Exercise instructions: Copy out the full listing that comes next, exactly.
<<<<
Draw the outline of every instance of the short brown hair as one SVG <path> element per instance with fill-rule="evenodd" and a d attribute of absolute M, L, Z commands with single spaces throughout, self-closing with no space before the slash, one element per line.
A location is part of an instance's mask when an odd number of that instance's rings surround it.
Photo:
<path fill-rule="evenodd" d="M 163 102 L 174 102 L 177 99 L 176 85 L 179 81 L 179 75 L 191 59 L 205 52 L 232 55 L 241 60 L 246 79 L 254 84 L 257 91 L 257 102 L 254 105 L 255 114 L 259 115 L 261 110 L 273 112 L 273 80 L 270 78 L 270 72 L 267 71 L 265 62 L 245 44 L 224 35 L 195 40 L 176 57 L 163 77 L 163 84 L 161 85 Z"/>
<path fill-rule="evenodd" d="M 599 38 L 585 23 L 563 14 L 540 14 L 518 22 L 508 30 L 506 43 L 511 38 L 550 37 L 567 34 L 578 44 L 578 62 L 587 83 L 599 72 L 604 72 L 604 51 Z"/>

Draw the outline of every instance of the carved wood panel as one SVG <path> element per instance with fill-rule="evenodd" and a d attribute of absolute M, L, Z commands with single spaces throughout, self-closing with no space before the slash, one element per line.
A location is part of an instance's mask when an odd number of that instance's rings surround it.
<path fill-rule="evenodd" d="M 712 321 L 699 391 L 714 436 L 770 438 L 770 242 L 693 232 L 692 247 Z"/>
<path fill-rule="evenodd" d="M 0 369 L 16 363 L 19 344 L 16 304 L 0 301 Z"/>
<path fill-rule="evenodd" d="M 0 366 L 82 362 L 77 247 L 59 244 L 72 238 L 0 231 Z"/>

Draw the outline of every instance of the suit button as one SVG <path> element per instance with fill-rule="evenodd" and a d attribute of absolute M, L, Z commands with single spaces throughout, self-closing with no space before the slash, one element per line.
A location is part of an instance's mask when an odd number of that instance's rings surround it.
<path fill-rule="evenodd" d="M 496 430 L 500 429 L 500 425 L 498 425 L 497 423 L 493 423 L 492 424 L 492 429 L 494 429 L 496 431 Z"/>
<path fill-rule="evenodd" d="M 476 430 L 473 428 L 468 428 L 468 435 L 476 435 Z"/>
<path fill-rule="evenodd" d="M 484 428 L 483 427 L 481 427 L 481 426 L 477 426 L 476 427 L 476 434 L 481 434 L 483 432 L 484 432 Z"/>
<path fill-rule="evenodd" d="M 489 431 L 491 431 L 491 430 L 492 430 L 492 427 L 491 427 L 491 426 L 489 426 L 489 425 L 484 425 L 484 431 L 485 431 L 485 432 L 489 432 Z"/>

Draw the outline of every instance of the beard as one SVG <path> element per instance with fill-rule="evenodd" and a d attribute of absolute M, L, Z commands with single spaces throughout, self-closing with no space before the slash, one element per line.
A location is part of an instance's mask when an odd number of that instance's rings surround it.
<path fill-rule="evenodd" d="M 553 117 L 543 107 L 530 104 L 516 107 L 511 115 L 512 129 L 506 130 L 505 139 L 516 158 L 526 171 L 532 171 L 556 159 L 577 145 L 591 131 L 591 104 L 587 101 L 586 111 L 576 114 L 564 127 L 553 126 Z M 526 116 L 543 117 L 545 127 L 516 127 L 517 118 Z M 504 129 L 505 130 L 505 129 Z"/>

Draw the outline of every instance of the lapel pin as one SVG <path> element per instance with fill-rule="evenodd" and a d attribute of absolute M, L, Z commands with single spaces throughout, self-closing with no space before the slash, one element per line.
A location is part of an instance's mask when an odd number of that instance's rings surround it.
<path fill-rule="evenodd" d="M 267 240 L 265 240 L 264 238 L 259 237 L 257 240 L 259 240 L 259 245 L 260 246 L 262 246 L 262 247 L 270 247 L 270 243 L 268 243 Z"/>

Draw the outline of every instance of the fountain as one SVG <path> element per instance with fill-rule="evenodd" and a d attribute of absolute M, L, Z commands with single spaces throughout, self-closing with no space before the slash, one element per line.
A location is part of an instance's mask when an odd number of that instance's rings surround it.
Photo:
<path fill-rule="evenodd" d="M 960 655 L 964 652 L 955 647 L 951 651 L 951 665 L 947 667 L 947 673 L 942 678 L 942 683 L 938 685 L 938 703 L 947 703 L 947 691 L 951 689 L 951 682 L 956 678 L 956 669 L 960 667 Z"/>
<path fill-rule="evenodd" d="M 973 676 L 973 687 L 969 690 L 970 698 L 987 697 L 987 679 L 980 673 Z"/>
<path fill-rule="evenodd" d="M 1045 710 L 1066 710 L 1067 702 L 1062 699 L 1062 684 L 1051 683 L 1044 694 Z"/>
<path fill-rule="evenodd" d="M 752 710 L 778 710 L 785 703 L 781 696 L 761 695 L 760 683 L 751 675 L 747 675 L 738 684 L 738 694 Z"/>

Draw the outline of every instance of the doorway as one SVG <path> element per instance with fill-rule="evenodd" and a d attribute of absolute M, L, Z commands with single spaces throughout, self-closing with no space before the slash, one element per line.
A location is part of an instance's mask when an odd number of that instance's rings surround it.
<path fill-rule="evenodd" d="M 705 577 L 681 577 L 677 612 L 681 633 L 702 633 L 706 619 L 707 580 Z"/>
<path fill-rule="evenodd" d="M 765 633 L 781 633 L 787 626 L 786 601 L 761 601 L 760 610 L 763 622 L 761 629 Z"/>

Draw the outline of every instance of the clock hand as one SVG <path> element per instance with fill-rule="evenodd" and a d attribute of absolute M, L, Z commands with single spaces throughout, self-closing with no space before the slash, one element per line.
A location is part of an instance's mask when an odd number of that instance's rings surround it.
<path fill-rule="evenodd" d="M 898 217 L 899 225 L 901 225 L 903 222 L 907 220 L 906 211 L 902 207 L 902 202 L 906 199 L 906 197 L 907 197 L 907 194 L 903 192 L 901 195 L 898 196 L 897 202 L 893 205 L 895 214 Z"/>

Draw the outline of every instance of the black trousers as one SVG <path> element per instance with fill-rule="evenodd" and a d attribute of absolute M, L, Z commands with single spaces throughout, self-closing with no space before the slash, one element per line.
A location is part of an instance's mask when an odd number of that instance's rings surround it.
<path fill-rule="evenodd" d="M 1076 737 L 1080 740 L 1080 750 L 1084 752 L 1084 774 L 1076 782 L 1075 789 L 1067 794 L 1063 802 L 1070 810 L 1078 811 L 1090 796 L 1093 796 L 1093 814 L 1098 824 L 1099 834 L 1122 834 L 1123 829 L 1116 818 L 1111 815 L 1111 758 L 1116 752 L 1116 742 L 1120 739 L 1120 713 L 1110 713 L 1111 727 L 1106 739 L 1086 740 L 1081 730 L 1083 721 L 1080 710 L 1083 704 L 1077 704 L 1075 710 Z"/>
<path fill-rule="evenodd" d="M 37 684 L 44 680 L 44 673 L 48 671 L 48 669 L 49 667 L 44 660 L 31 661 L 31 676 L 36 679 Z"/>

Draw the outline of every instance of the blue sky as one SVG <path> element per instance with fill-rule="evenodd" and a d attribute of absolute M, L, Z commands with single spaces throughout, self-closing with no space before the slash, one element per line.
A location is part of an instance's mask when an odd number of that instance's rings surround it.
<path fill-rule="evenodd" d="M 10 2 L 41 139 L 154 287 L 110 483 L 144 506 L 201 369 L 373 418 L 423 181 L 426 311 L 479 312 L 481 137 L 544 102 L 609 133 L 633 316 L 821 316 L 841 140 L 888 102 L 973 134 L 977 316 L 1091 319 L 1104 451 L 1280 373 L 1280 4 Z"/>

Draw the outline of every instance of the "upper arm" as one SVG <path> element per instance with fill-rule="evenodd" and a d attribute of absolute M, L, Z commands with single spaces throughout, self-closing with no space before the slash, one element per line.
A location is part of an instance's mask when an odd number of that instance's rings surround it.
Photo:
>>>>
Answer for this exercise:
Draw the outline of every instance of the short brown hair as one SVG <path> element per instance with fill-rule="evenodd" and a d attribute of absolute M, L, Z commands with single spaces throughout, self-closing with no space before the slash, one element per line.
A location is part of an instance's mask when an odd number of that instance's rings surround it.
Photo:
<path fill-rule="evenodd" d="M 163 102 L 174 102 L 177 99 L 176 85 L 179 81 L 179 75 L 191 59 L 205 52 L 232 55 L 241 60 L 246 79 L 254 84 L 257 91 L 257 102 L 254 105 L 255 114 L 259 115 L 261 110 L 273 112 L 273 80 L 270 78 L 270 72 L 267 71 L 265 62 L 245 44 L 224 35 L 195 40 L 176 57 L 163 77 L 163 84 L 161 85 Z"/>
<path fill-rule="evenodd" d="M 599 38 L 585 23 L 563 14 L 540 14 L 518 22 L 508 30 L 506 43 L 511 38 L 550 37 L 567 34 L 578 44 L 578 62 L 587 83 L 599 72 L 604 72 L 604 51 Z"/>

Draw the outline of every instance of the carved wood panel as one SVG <path> element per instance with fill-rule="evenodd" and a d attribute of absolute M, L, Z commands with single spaces throughout, self-closing with no space before the slash, one element per line.
A location is part of an instance's mask when an odd number of that instance's rings surround it.
<path fill-rule="evenodd" d="M 712 321 L 699 391 L 714 436 L 770 438 L 770 242 L 693 232 L 692 247 Z"/>
<path fill-rule="evenodd" d="M 0 369 L 16 363 L 19 344 L 16 304 L 0 301 Z"/>
<path fill-rule="evenodd" d="M 0 366 L 82 362 L 77 247 L 59 244 L 72 238 L 0 231 Z"/>

Draw the outline of every instance of the suit button as one SVG <path> element per instance with fill-rule="evenodd" and a d attribute of absolute M, L, Z commands with single spaces throughout, self-closing with no space before the slash, one element per line.
A location is part of an instance's mask when an odd number of that instance's rings surround it.
<path fill-rule="evenodd" d="M 496 430 L 500 429 L 500 425 L 498 425 L 497 423 L 493 423 L 492 424 L 492 429 L 494 429 L 496 431 Z"/>
<path fill-rule="evenodd" d="M 476 430 L 473 428 L 468 428 L 468 435 L 476 435 Z"/>
<path fill-rule="evenodd" d="M 484 428 L 483 427 L 481 427 L 481 426 L 477 426 L 476 427 L 476 434 L 481 434 L 483 432 L 484 432 Z"/>
<path fill-rule="evenodd" d="M 489 431 L 491 431 L 491 430 L 492 430 L 492 427 L 491 427 L 491 426 L 489 426 L 489 425 L 484 425 L 484 431 L 485 431 L 485 432 L 489 432 Z"/>

Draw the outline of every instance of the beard as one SVG <path> element per instance with fill-rule="evenodd" and a d attribute of absolute M, L, Z commands with single spaces throughout, self-closing with no space before the slash, one element per line.
A location is part of an instance's mask when an odd number of that instance's rings surround it.
<path fill-rule="evenodd" d="M 553 117 L 543 107 L 530 104 L 516 107 L 511 115 L 512 129 L 506 130 L 505 139 L 516 158 L 526 171 L 532 171 L 556 159 L 577 145 L 591 131 L 591 104 L 587 101 L 586 111 L 576 114 L 564 127 L 553 126 Z M 526 116 L 543 117 L 545 127 L 516 127 L 517 118 Z M 504 129 L 505 130 L 505 129 Z"/>

Draw the outline of every instance of the lapel pin as one SVG <path> element per instance with fill-rule="evenodd" and a d attribute of absolute M, L, Z commands with single spaces throughout, self-closing with no space before the slash, one element per line.
A location is part of an instance's mask when an odd number of that instance's rings surround it.
<path fill-rule="evenodd" d="M 267 240 L 265 240 L 264 238 L 259 237 L 257 240 L 259 240 L 259 245 L 260 246 L 262 246 L 262 247 L 270 247 L 270 243 L 268 243 Z"/>

Draw the outline of every instance of the fountain as one SVG <path> element per instance with fill-rule="evenodd" and a d attribute of absolute M, L, Z commands with single spaces throughout, self-closing with no space before the slash, one element per line.
A location is part of an instance's mask when an odd number of that instance's rings surround it.
Photo:
<path fill-rule="evenodd" d="M 960 655 L 964 652 L 955 647 L 951 651 L 951 665 L 947 667 L 947 673 L 942 678 L 942 683 L 938 685 L 938 703 L 947 703 L 947 691 L 951 689 L 951 682 L 956 678 L 956 669 L 960 667 Z"/>
<path fill-rule="evenodd" d="M 973 676 L 973 687 L 969 690 L 970 698 L 987 697 L 987 679 L 980 673 Z"/>
<path fill-rule="evenodd" d="M 1045 710 L 1066 710 L 1067 702 L 1062 699 L 1062 684 L 1051 683 L 1044 694 Z"/>
<path fill-rule="evenodd" d="M 752 710 L 778 710 L 785 703 L 781 696 L 761 695 L 760 683 L 751 675 L 747 675 L 738 684 L 738 694 Z"/>

Draw the outline of every instance of the doorway as one SVG <path> element per instance with fill-rule="evenodd" and a d attribute of absolute M, L, Z commands with single spaces throughout, self-closing with no space before the slash, one element per line.
A location is part of an instance's mask when an odd number of that instance's rings surround it.
<path fill-rule="evenodd" d="M 705 577 L 681 577 L 677 612 L 681 633 L 702 633 L 706 619 L 707 580 Z"/>
<path fill-rule="evenodd" d="M 765 633 L 781 633 L 787 626 L 786 601 L 761 601 L 760 610 L 763 622 L 761 629 Z"/>

Draw the outline of every instance of the clock hand as one SVG <path> element per instance with fill-rule="evenodd" and a d attribute of absolute M, L, Z commands with single spaces throughout, self-closing with no space before the slash, one element per line.
A location is part of an instance's mask when an odd number of that instance's rings surround it.
<path fill-rule="evenodd" d="M 898 217 L 899 225 L 901 225 L 903 222 L 907 220 L 906 211 L 902 207 L 902 202 L 906 199 L 906 197 L 907 197 L 907 194 L 903 192 L 901 195 L 898 196 L 897 202 L 893 205 L 895 214 Z"/>

Draw the outline of every instance of the black trousers as one SVG <path> element per instance with fill-rule="evenodd" and a d attribute of absolute M, L, Z commands with single spaces throughout, self-closing with no space before the slash, one element per line.
A location is part of an instance's mask when an odd number of that instance's rings surround it.
<path fill-rule="evenodd" d="M 1076 737 L 1080 740 L 1080 750 L 1084 752 L 1084 774 L 1076 782 L 1075 789 L 1067 794 L 1063 802 L 1070 810 L 1078 811 L 1090 796 L 1093 796 L 1093 814 L 1098 824 L 1099 834 L 1122 834 L 1123 829 L 1116 818 L 1111 815 L 1111 758 L 1116 752 L 1116 742 L 1120 739 L 1120 713 L 1110 713 L 1111 727 L 1106 739 L 1086 740 L 1081 730 L 1083 721 L 1080 710 L 1083 704 L 1077 704 L 1075 710 Z"/>
<path fill-rule="evenodd" d="M 37 684 L 44 680 L 44 673 L 48 671 L 48 669 L 49 667 L 44 660 L 31 661 L 31 676 L 36 679 Z"/>

Draw the outline of every instance of the blue sky as one SVG <path> element per instance with fill-rule="evenodd" and a d attribute of absolute M, L, Z commands with single spaces throughout, self-closing with no space before the slash, one element per line.
A location is part of an instance's mask when an odd number of that instance's rings surround it.
<path fill-rule="evenodd" d="M 10 2 L 41 139 L 154 287 L 110 483 L 144 506 L 201 369 L 373 418 L 423 181 L 426 311 L 479 312 L 481 137 L 544 102 L 609 133 L 633 316 L 821 316 L 841 140 L 888 102 L 973 134 L 977 316 L 1091 319 L 1104 451 L 1280 373 L 1280 4 Z"/>

Draw the outline of every instance of the "upper arm" as one SVG <path> element per instance with fill-rule="evenodd" and a d attribute of absolute M, L, Z commands with single spaces throughout, self-closing with no space before the slash, one element per line.
A location is part of an instance's mask when an odd number of that instance's rings surround it.
Photo:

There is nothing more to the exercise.